> [Article]
************

Dans un pays longtemps associé à l’instabilité, aux conflits armés et à l’effondrement institutionnel, le lancement de la Vision 2060 marque une tentative audacieuse pour la Somalie. Celle de réinscrire le pays dans une trajectoire planifiée, ambitieuse et résolument tournée vers l’avenir. Ce programme, dévoilé en présence du président Hassan Sheikh Mohamud et du Premier ministre Hamza Abdi Barre, fixe les grandes lignes d’un développement économique et institutionnel à long terme, à l’horizon du centenaire de la République.
Soutenu par la Commission économique et sociale des Nations unies pour l’Afrique (CEA), ce projet apparaît comme un manifeste de résilience. Il entend transformer les épreuves du passé en tremplins pour la reconstruction. Car si les défis sont nombreux insécurité, pauvreté, chômage, infrastructures fragiles, la Somalie ne part pas de zéro. Cette vision 2060 veut mobiliser ses ressources humaines, ses partenariats stratégiques et son potentiel régional inexploité pour bâtir un futur inclusif et durable.

************

> [Travail demandé]
A. D'après l'article, quelle commission des Nations unies soutient la Vision 2060 ?
B. Restituez mot pour mot le passage de l'article qui va de « Dans un pays » à « de la République. ».
C. Reprenez sous forme de liste le paragraphe de l'article qui commence par « Soutenu par la Commission », en gardant ses faits principaux.

> [Données enregistrées]
************

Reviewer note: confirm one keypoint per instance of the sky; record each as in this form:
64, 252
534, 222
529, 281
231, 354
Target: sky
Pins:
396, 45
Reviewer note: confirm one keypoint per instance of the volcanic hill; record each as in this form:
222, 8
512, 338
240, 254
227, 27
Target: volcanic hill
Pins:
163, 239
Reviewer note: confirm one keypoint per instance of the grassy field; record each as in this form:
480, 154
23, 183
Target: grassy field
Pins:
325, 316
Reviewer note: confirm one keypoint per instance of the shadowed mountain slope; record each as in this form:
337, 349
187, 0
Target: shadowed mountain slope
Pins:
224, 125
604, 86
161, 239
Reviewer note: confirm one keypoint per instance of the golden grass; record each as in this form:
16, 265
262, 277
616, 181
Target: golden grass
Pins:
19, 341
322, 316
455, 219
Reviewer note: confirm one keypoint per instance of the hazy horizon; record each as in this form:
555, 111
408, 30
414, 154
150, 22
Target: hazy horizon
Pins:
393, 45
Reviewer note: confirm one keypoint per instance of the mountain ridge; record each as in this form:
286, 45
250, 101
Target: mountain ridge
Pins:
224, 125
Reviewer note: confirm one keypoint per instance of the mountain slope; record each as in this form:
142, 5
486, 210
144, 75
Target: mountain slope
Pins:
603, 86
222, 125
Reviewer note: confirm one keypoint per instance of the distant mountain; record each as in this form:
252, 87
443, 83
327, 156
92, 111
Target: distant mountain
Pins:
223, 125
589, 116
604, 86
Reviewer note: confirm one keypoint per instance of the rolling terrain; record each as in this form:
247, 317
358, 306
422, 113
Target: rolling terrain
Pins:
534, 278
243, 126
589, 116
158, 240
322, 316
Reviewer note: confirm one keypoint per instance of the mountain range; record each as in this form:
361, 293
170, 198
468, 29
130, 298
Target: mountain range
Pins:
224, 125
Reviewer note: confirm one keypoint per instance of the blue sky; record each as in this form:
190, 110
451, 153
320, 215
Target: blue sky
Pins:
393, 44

************

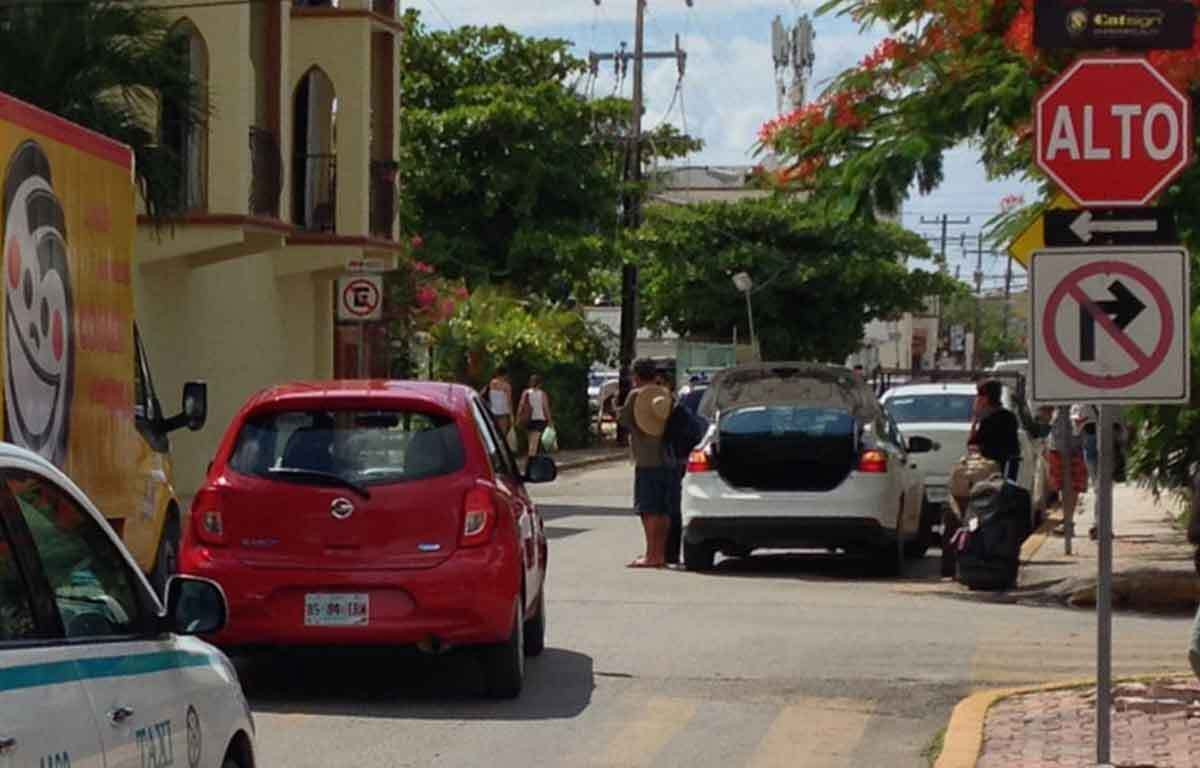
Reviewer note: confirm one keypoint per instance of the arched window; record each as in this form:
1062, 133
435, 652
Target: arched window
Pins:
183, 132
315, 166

************

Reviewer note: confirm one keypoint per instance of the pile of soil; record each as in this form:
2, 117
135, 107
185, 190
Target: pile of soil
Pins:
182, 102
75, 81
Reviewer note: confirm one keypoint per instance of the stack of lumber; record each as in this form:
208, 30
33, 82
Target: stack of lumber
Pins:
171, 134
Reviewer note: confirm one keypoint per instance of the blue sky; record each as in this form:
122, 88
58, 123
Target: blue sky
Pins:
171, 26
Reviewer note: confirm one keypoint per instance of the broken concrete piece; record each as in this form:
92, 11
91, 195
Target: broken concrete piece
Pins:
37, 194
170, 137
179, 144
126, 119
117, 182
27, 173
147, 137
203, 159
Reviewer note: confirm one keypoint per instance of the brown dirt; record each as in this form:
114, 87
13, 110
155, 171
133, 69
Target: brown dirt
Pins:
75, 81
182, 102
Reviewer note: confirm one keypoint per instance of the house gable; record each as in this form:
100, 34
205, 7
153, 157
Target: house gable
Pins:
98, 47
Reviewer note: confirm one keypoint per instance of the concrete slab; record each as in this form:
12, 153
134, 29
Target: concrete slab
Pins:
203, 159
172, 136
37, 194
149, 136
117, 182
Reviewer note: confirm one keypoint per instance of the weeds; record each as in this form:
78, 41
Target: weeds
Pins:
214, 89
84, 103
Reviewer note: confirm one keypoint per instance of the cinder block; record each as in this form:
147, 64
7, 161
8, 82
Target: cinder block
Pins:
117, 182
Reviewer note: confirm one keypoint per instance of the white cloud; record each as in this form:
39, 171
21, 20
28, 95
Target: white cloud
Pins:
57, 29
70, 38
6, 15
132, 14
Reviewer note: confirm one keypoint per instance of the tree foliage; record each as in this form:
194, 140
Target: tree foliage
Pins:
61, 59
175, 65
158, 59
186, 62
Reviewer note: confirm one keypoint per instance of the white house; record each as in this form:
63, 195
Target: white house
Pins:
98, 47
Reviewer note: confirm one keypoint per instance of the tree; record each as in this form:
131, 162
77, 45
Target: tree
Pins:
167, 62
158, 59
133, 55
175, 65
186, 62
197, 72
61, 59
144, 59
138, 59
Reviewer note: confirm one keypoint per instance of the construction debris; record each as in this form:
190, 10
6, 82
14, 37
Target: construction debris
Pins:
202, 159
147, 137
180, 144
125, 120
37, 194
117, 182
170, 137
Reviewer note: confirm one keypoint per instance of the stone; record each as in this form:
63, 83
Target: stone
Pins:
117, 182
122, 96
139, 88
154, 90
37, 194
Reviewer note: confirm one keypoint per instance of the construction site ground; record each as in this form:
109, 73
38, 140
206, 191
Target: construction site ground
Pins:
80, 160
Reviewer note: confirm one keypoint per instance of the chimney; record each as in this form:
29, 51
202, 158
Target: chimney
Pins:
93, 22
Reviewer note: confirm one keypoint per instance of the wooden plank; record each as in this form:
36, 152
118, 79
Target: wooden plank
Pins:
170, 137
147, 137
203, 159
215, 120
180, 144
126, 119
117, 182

************

> [Réponses attendues]
A. La Commission économique et sociale des Nations unies pour l'Afrique (CEA).

B.
Dans un pays longtemps associé à l’instabilité, aux conflits armés et à l’effondrement institutionnel, le lancement de la Vision 2060 marque une tentative audacieuse pour la Somalie. Celle de réinscrire le pays dans une trajectoire planifiée, ambitieuse et résolument tournée vers l’avenir. Ce programme, dévoilé en présence du président Hassan Sheikh Mohamud et du Premier ministre Hamza Abdi Barre, fixe les grandes lignes d’un développement économique et institutionnel à long terme, à l’horizon du centenaire de la République.

C.
- Le projet est soutenu par la Commission économique et sociale des Nations unies pour l'Afrique (CEA).
- Il se présente comme un manifeste de résilience, qui veut faire des épreuves du passé des tremplins pour la reconstruction.
- Les défis restent nombreux : insécurité, pauvreté, chômage, infrastructures fragiles.
- La Somalie ne part pourtant pas de zéro.
- La Vision 2060 veut mobiliser les ressources humaines du pays, ses partenariats stratégiques et son potentiel régional inexploité pour bâtir un futur inclusif et durable.